> **Task set**:
1. Transcribe the passage of the review of the film Maggie from "Truth be told, the" up to and including "that’s pretty amazing.".
2. Extend the review of the film Maggie, picking up after its final sentence.

After all these years of doing battle with the likes of Satan, sport-hunting aliens, assorted criminal scumbags, and a headache that was definitely not a tumor, I can say with a reasonable degree of certainty that, when word first came that you would be starring in a zombie flick, we all had the same generic shoot ‘em up playing in our heads.
Truth be told, the whole zombie thing is a sub-genre I've burnt out on, and even with your name on the marquee I had a fair amount of reservations before sitting down to watch Maggie. So you can imagine my delight when it proved to be a far more than your typical zombie film—and, on top of that, offered a performance from you that is unlike anything we've ever seen from you. After four decades, that’s pretty amazing.
Part of what makes Maggie work so well is its neat sidestepping of the expected thematic beats.

Extracted records
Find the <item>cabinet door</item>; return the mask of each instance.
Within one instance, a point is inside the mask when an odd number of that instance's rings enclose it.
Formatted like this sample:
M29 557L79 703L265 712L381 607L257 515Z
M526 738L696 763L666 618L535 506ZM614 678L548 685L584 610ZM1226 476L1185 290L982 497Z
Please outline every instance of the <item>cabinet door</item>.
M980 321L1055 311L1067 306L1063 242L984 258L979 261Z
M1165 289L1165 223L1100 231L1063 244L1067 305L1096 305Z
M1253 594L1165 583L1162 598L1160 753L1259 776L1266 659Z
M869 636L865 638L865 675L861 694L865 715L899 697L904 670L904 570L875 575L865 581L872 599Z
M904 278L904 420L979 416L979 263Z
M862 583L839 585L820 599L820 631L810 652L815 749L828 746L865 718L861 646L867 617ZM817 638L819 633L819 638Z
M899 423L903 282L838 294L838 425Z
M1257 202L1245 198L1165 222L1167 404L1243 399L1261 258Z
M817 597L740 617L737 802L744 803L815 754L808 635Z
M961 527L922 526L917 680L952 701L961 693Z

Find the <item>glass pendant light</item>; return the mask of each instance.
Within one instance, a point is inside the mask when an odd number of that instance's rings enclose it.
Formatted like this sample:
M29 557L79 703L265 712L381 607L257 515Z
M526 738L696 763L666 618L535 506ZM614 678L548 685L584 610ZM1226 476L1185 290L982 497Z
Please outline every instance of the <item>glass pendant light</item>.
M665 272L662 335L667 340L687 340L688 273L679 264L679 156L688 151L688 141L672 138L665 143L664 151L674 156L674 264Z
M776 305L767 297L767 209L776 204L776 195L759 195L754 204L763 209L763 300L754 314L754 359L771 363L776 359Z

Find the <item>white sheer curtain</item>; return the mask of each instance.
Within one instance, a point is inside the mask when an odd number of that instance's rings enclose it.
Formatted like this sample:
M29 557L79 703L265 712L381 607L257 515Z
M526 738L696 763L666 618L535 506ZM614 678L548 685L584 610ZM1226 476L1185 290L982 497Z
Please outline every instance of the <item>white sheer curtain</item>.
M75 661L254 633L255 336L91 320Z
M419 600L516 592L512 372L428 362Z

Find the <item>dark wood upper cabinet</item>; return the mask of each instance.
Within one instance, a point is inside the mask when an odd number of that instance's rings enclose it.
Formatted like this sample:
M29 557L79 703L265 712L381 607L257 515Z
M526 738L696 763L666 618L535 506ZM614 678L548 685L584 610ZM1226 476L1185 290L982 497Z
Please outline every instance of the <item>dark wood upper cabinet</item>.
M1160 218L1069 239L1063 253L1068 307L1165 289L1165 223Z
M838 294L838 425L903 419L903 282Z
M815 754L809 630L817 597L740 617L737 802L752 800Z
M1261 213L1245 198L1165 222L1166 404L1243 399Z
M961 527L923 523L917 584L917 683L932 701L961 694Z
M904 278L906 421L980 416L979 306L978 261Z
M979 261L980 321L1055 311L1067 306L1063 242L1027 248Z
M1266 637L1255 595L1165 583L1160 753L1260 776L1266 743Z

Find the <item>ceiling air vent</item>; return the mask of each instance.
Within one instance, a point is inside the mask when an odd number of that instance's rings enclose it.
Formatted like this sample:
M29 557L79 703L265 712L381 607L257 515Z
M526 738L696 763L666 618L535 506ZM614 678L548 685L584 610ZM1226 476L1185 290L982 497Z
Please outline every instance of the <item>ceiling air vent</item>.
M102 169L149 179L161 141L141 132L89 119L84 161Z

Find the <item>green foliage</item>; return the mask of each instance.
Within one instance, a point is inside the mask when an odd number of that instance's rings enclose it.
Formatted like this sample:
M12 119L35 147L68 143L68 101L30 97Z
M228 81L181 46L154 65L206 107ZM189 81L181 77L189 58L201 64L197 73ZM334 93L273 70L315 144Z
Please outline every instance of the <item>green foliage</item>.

> **Responses to the exercise**:
1.
Truth be told, the whole zombie thing is a sub-genre I've burnt out on, and even with your name on the marquee I had a fair amount of reservations before sitting down to watch Maggie. So you can imagine my delight when it proved to be a far more than your typical zombie film—and, on top of that, offered a performance from you that is unlike anything we've ever seen from you. After four decades, that’s pretty amazing.

2.
No petty infighting amongst the survivors. No climactic siege. No "perhaps man is the real monster after all" moralizing when the dust settles. Indeed, outside of an early attack scene, there are only a handful of moments where the undead are onscreen. Yet they never feel inconsequential to the story. The moody shots of a decimated landscape tell us every thing we need to know about how much the world has been impacted, and the script makes the wise decision to never provide an explanation as to how we wound up in this predicament in the first place.
Now, the character type of “everyman” doesn't immediately come to mind when one glances at your filmography. But as a humble Midwestern farmer spending what little time he has left with his infected daughter, there was never a moment where I questioned your commitment to the role. It's a very sad and introspective performance, and reveals just as much through body language as dialogue. And there’s some heavy stuff to deal with; your character, Wade, must come to terms not only with the fact that his daughter is dying, but that he may have to be the one to end her suffering before she can become a danger to others.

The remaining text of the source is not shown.